__BRIEF__:
From the white tea text, reproduce word for word the part that opens with the words containing "It really depends" and closes with "richer, complex mouthfeel.".

__DOCUMENT EXCERPT__:

This is Gao Feng in Ba Da Shan, very close to the Old Tree White Moonlight tea trees. Fun fact... that massive tea beside him is a tea tree!
IS YOUNG OR OLD BETTER?
We only started hearing about aged white tea about 10 years ago.
In the early 200s, in China, most of our friends suggested that fresh white tea, just like green tea, is much better. The same was true of our Western 'tea expert' friends.
These days, however, aged white tea is trending all over China.
It really depends on what you like. Young, fresh tea will have lighter floral notes; older tea will be less aromatic but have richer, complex mouthfeel.
If you are sensitive to the energy in your drinks, you may find that old tea is much more grounding and stabilizing, whereas young tea may be more enlivening.
Having never tried White Moonlight that is older than 15 years, we're very excited to keep a personal stash destined to be shared in perhaps 20 or 25 years. The plan is to taste a very small portion every year.
WHITE TEA KOMBUCHA?
If you're looking for a bright, bubbly brew with hints of peaches, please give it a shot! We've included our recipe below:
- 8g tea
- 80g sugar
- Coffee filter / paper towel / fine mesh cloth
Step 1: Brew your tea
Steep your tea according to recommended brewing guidelines.

__INFORMATION SHOWN__:
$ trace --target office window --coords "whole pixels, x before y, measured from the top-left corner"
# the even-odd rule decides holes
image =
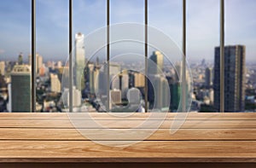
[[[31,112],[31,1],[0,5],[0,112]],[[26,99],[24,97],[26,97]]]
[[[68,1],[36,1],[36,111],[61,112],[68,57]],[[31,60],[30,55],[30,60]]]
[[[213,74],[214,49],[219,46],[219,6],[215,0],[187,1],[187,60],[193,76],[195,105],[191,111],[216,110]]]
[[[236,90],[230,94],[234,102],[227,104],[228,112],[256,109],[255,5],[253,0],[225,1],[225,50],[230,57],[230,89]]]
[[[256,26],[253,0],[246,3],[241,0],[225,0],[224,10],[221,5],[224,1],[187,1],[184,27],[185,5],[177,0],[73,1],[71,25],[68,14],[72,1],[37,0],[35,49],[30,47],[33,43],[30,39],[33,34],[30,32],[32,2],[24,0],[21,3],[10,0],[0,6],[3,14],[0,16],[3,23],[0,26],[0,86],[3,88],[0,111],[66,112],[70,110],[69,100],[73,101],[72,111],[105,112],[110,104],[113,105],[113,111],[119,111],[127,107],[131,97],[136,97],[141,107],[148,107],[148,112],[163,110],[152,107],[153,104],[162,107],[160,106],[162,102],[156,102],[156,99],[167,100],[164,107],[175,112],[180,106],[182,95],[189,97],[190,90],[193,90],[191,97],[195,105],[190,111],[252,112],[256,109],[253,63]],[[109,11],[107,11],[108,2]],[[225,16],[224,40],[222,39],[222,11]],[[145,27],[145,23],[148,26]],[[106,27],[108,24],[111,25],[109,29]],[[163,52],[174,48],[170,48],[169,43],[154,43],[158,41],[154,40],[157,33],[154,31],[167,35],[179,52],[172,55]],[[184,37],[187,38],[183,40]],[[161,35],[158,38],[164,39]],[[69,49],[68,43],[73,44]],[[186,91],[182,92],[180,83],[184,69],[182,54],[186,50],[188,86],[183,85]],[[73,56],[72,60],[69,55]],[[170,55],[174,60],[168,62],[166,56]],[[148,72],[159,72],[148,61],[160,67],[165,79],[148,80]],[[109,74],[106,73],[108,69]],[[108,84],[102,84],[108,80]],[[177,81],[176,85],[173,80]],[[162,89],[166,82],[170,95],[166,96],[171,100],[151,90],[154,83],[163,83],[160,87]],[[192,83],[193,87],[189,87]],[[20,94],[15,95],[16,90]],[[69,99],[71,93],[73,96]],[[22,101],[20,96],[27,99]],[[226,97],[234,101],[225,101]],[[147,107],[143,107],[146,105]]]

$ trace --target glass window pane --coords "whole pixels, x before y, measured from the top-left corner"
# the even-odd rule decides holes
[[[148,0],[148,107],[177,112],[181,107],[182,69],[175,65],[183,58],[183,2]]]
[[[107,52],[107,3],[73,1],[73,111],[102,111],[106,86],[102,72]]]
[[[0,112],[31,112],[31,1],[0,4]]]
[[[225,1],[225,111],[256,110],[256,20],[253,0]]]
[[[144,0],[112,0],[110,16],[110,110],[144,112]]]
[[[38,112],[61,112],[61,79],[68,56],[68,1],[36,1]]]
[[[219,1],[187,1],[187,59],[193,76],[191,111],[215,112],[219,102]],[[213,82],[213,78],[214,81]]]

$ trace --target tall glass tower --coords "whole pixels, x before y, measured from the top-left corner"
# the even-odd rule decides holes
[[[215,48],[214,106],[219,111],[220,72],[224,73],[224,111],[242,112],[245,108],[245,51],[243,45],[224,47],[224,72],[220,72],[220,50]]]
[[[31,67],[16,65],[11,72],[12,112],[31,112]]]
[[[75,35],[74,84],[79,90],[84,89],[84,69],[85,67],[84,36],[81,32]]]

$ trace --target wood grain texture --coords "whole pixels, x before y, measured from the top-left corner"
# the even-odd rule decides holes
[[[106,126],[108,128],[136,128],[146,120],[141,119],[132,119],[132,120],[125,120],[125,119],[108,119],[96,120],[100,125],[96,126],[90,125],[90,122],[86,120],[78,119],[73,120],[76,123],[81,123],[82,126],[78,128],[102,128],[101,125]],[[89,120],[90,121],[90,120]],[[155,124],[160,124],[160,128],[168,129],[171,127],[173,120],[147,120],[149,123],[148,127],[142,127],[142,128],[155,128],[154,125]],[[193,120],[185,120],[184,124],[181,128],[183,129],[256,129],[256,120],[242,120],[242,119],[236,119],[236,120],[229,120],[229,119],[193,119]],[[152,125],[150,125],[152,124]],[[152,126],[151,126],[152,125]],[[73,125],[68,119],[0,119],[0,128],[7,128],[7,127],[14,127],[14,128],[73,128]],[[175,127],[173,127],[175,128]]]
[[[84,130],[84,129],[82,129]],[[122,130],[122,129],[119,129]],[[90,134],[101,133],[100,129],[89,129],[86,131]],[[147,131],[148,129],[138,129],[136,133]],[[42,129],[42,128],[5,128],[0,129],[0,140],[55,140],[55,141],[86,141],[75,129]],[[101,140],[109,140],[108,135],[102,136]],[[96,139],[100,140],[100,139]],[[131,137],[129,140],[135,140]],[[256,141],[256,131],[254,129],[179,129],[175,134],[170,134],[169,129],[159,129],[148,140],[180,140],[180,141]]]
[[[124,148],[102,146],[90,141],[3,141],[0,151],[2,162],[7,159],[18,162],[20,159],[48,162],[49,158],[55,161],[88,162],[210,162],[217,159],[256,162],[255,141],[147,141]]]
[[[85,123],[81,130],[102,134],[102,128],[86,124],[79,115],[74,120]],[[149,114],[135,113],[127,119],[91,115],[105,126],[124,130],[140,125]],[[156,115],[150,122],[159,119]],[[141,142],[114,148],[81,136],[67,113],[0,113],[0,163],[256,163],[256,113],[189,113],[181,129],[171,135],[174,119],[174,113],[168,114],[160,128]],[[140,135],[148,130],[132,131]],[[110,141],[108,135],[97,140],[119,142]],[[125,139],[135,140],[136,136]]]
[[[154,113],[154,119],[162,119],[158,115],[162,116],[160,113]],[[67,119],[70,113],[1,113],[0,119]],[[79,116],[83,116],[83,113],[77,113],[75,116],[79,119]],[[120,113],[90,113],[92,118],[96,119],[121,119],[121,117],[115,115],[121,115]],[[146,119],[150,116],[150,113],[125,113],[125,119]],[[177,113],[169,113],[166,115],[166,119],[173,119],[177,116]],[[255,119],[254,113],[188,113],[187,120],[190,119],[229,119],[229,120],[252,120]]]

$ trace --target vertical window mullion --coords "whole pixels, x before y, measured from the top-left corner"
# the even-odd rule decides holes
[[[110,15],[110,9],[109,9],[109,0],[107,0],[107,106],[106,109],[107,112],[109,112],[109,89],[110,89],[110,80],[109,80],[109,15]]]
[[[72,20],[72,14],[73,14],[73,0],[69,0],[69,112],[73,112],[73,53],[72,53],[72,47],[73,47],[73,39],[72,39],[72,33],[73,33],[73,20]]]
[[[224,112],[224,0],[220,0],[220,112]]]
[[[145,0],[144,4],[144,11],[145,11],[145,112],[148,110],[148,0]]]
[[[36,112],[36,0],[32,0],[32,112]]]
[[[183,0],[182,112],[186,112],[186,0]]]

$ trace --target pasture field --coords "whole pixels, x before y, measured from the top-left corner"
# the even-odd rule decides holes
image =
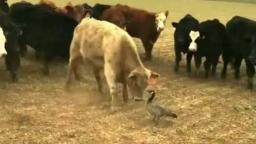
[[[10,3],[16,0],[9,0]],[[59,5],[68,0],[55,0]],[[36,1],[33,1],[36,2]],[[242,79],[203,78],[173,72],[172,21],[190,13],[200,20],[219,18],[225,23],[234,15],[256,19],[256,5],[204,0],[74,0],[123,3],[150,11],[168,9],[167,27],[154,47],[154,59],[146,62],[161,74],[156,102],[177,113],[177,119],[161,119],[154,126],[143,102],[130,100],[120,111],[111,112],[110,98],[97,92],[90,67],[85,66],[85,82],[76,82],[64,91],[67,63],[53,62],[49,77],[41,73],[33,53],[22,58],[20,81],[9,82],[0,60],[0,144],[255,144],[256,92],[246,89]],[[136,39],[135,39],[136,40]],[[136,40],[140,53],[143,48]]]

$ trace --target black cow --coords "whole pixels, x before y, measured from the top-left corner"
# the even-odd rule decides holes
[[[111,7],[111,5],[106,4],[95,4],[93,7],[89,7],[87,4],[84,4],[85,9],[91,8],[90,15],[91,17],[100,20],[103,12]]]
[[[5,13],[9,12],[9,5],[7,3],[7,0],[0,0],[0,9]]]
[[[19,44],[18,36],[20,30],[13,23],[10,17],[2,10],[0,10],[0,27],[3,29],[5,35],[5,49],[7,55],[5,57],[5,64],[8,71],[11,73],[12,81],[17,81],[17,72],[20,66],[20,56],[19,56]]]
[[[227,47],[225,26],[217,19],[204,21],[199,24],[198,31],[190,32],[190,38],[192,41],[189,50],[195,52],[197,69],[201,65],[202,57],[205,57],[205,77],[208,77],[210,70],[215,76],[219,56],[222,50]]]
[[[174,50],[175,50],[175,66],[174,71],[179,71],[179,63],[181,61],[181,53],[187,54],[187,71],[191,72],[191,59],[194,52],[188,50],[191,39],[190,31],[198,29],[199,22],[193,16],[187,14],[178,23],[173,22],[174,32]]]
[[[48,64],[54,57],[68,59],[73,31],[78,24],[74,19],[24,2],[13,4],[10,14],[23,30],[23,44],[30,45],[43,57],[44,74],[49,74]]]
[[[222,75],[226,77],[226,68],[229,62],[234,61],[235,78],[240,78],[240,66],[244,59],[248,76],[248,88],[253,88],[253,76],[256,49],[256,21],[235,16],[226,24],[227,34],[230,39],[230,50],[226,51]]]

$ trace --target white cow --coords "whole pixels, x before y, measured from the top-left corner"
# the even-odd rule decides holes
[[[106,21],[84,18],[75,28],[70,47],[67,88],[73,74],[79,79],[77,69],[81,60],[86,60],[92,65],[100,92],[100,73],[104,72],[112,97],[112,106],[117,104],[117,83],[123,84],[123,98],[127,101],[127,85],[132,96],[141,99],[149,82],[159,77],[142,64],[131,36]]]

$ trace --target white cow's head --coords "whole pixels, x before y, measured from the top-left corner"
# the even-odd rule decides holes
[[[4,55],[7,55],[7,52],[5,50],[5,36],[4,36],[4,32],[3,29],[0,27],[0,58]]]
[[[188,47],[188,50],[191,52],[196,52],[197,51],[197,43],[196,40],[200,37],[199,31],[191,31],[189,33],[189,37],[191,39],[191,43]]]
[[[156,23],[157,32],[161,32],[162,30],[164,30],[168,15],[169,15],[169,11],[156,14],[155,23]]]

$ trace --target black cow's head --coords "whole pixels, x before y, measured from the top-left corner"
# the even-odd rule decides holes
[[[198,30],[199,22],[197,19],[187,14],[178,23],[172,22],[172,26],[175,28],[175,45],[188,48],[191,42],[189,34],[191,31]]]

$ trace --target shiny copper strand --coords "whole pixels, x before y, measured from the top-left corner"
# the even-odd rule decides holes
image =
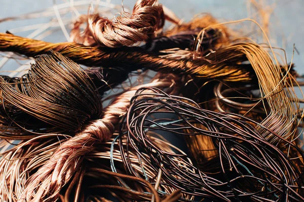
[[[161,58],[142,51],[100,49],[71,43],[52,44],[9,34],[0,34],[0,51],[12,51],[28,57],[45,54],[53,50],[75,62],[90,66],[121,66],[122,64],[124,64],[126,70],[128,71],[148,68],[165,73],[190,74],[208,79],[251,80],[254,77],[250,74],[251,69],[246,65],[236,63],[247,60],[243,54],[234,53],[235,47],[231,45],[218,50],[215,58],[215,54],[211,54],[206,59],[175,60]],[[233,55],[226,54],[228,51],[231,54],[234,53]],[[220,58],[220,61],[213,61],[215,58]]]
[[[169,88],[172,85],[170,78],[164,80],[158,79],[150,84],[134,87],[117,97],[111,105],[104,109],[102,118],[90,121],[81,132],[61,144],[50,159],[27,181],[26,188],[18,201],[57,198],[61,188],[79,169],[83,156],[93,150],[95,142],[106,140],[111,136],[113,132],[113,125],[126,112],[131,98],[138,88],[146,86]]]
[[[87,26],[81,33],[84,22]],[[139,42],[146,41],[162,28],[165,22],[161,5],[156,0],[138,0],[132,14],[124,13],[109,20],[98,14],[81,16],[74,24],[70,37],[75,43],[85,46],[95,43],[102,47],[117,48],[130,46]]]

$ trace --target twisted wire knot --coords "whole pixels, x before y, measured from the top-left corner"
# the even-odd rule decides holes
[[[165,15],[161,5],[156,0],[139,0],[131,15],[124,14],[109,20],[98,14],[81,16],[75,22],[71,31],[74,42],[92,46],[95,43],[110,48],[130,46],[138,42],[147,40],[151,34],[161,28]],[[87,21],[88,25],[80,33],[81,24]]]
[[[84,127],[81,133],[89,133],[100,141],[109,139],[114,132],[114,126],[111,123],[99,119],[90,120]]]

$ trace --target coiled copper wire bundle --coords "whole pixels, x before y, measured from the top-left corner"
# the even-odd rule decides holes
[[[165,19],[176,25],[162,32]],[[37,56],[23,76],[0,77],[1,198],[304,200],[293,66],[232,35],[208,15],[180,23],[154,0],[113,20],[81,16],[77,43],[0,34],[0,51]],[[147,69],[159,72],[149,83],[103,107],[107,90]]]

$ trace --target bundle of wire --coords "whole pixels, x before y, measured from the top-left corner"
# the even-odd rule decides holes
[[[226,24],[138,0],[80,15],[73,42],[0,33],[34,58],[0,77],[1,200],[303,201],[297,74]]]

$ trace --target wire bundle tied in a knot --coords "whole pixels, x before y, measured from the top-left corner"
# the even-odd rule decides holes
[[[114,126],[110,122],[101,119],[90,120],[81,132],[96,136],[97,139],[103,141],[109,139],[114,132]]]
[[[81,25],[87,22],[87,27],[80,33]],[[97,43],[102,47],[117,48],[130,46],[147,41],[165,22],[161,5],[156,0],[139,0],[132,14],[124,13],[109,20],[98,14],[81,16],[71,31],[74,42],[86,46]]]

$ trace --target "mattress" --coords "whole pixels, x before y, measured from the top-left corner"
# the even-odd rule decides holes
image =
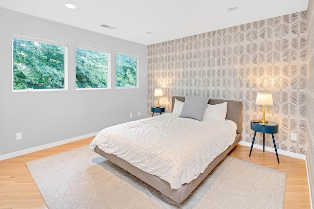
[[[178,189],[203,172],[233,143],[237,129],[229,120],[203,121],[165,113],[103,130],[90,146],[116,155]]]

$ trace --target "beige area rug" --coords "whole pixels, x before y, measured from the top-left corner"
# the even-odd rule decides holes
[[[50,209],[280,209],[287,178],[285,172],[227,157],[178,204],[89,146],[26,164]]]

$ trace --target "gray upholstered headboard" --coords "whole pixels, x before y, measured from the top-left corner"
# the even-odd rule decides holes
[[[175,104],[175,98],[184,102],[184,96],[173,96],[171,110],[173,110]],[[209,99],[208,103],[210,104],[216,104],[227,102],[227,116],[226,119],[234,121],[237,126],[236,133],[241,134],[242,132],[242,102],[240,101],[226,100],[224,99]],[[172,112],[172,110],[171,111]]]

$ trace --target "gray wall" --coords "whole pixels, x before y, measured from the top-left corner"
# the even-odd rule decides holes
[[[0,156],[147,116],[146,46],[2,8],[0,28]],[[12,93],[12,33],[68,43],[68,91]],[[76,44],[111,51],[112,89],[76,90]],[[139,88],[115,89],[116,52],[140,57]]]

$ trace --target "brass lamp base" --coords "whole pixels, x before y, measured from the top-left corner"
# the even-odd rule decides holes
[[[265,119],[265,105],[263,105],[263,118],[260,120],[260,122],[263,123],[268,123],[268,121]]]
[[[268,121],[264,119],[262,119],[262,120],[260,120],[260,122],[263,123],[268,123]]]
[[[156,107],[160,107],[161,106],[159,104],[159,96],[158,97],[158,104],[156,105]]]

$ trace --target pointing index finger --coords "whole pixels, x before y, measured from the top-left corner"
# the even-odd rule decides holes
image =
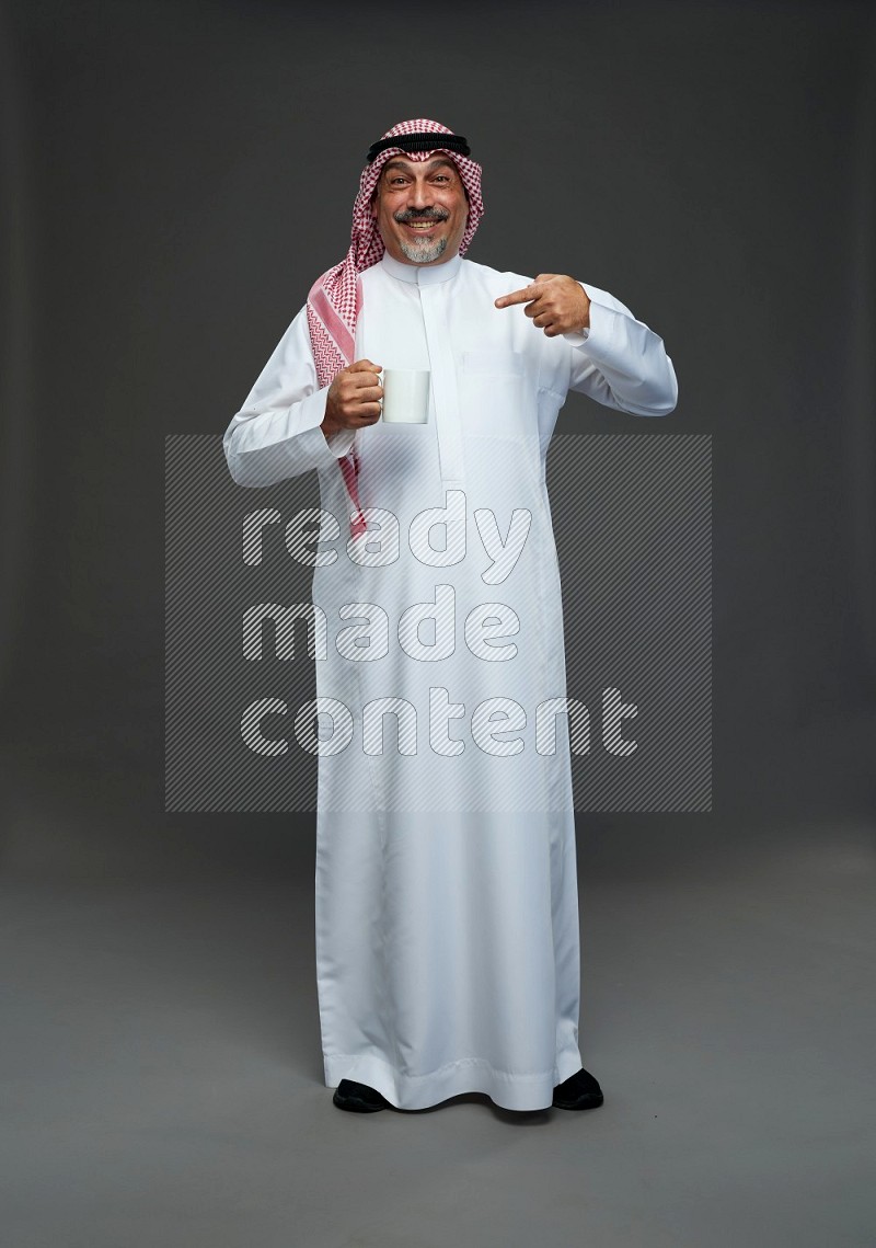
[[[524,286],[520,291],[514,291],[512,295],[502,295],[495,301],[497,308],[509,308],[513,303],[529,303],[532,300],[538,298],[539,287],[533,282],[529,286]]]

__WRITTEN SOLUTION__:
It really depends on what you like. Young, fresh tea will have lighter floral notes; older tea will be less aromatic but have richer, complex mouthfeel.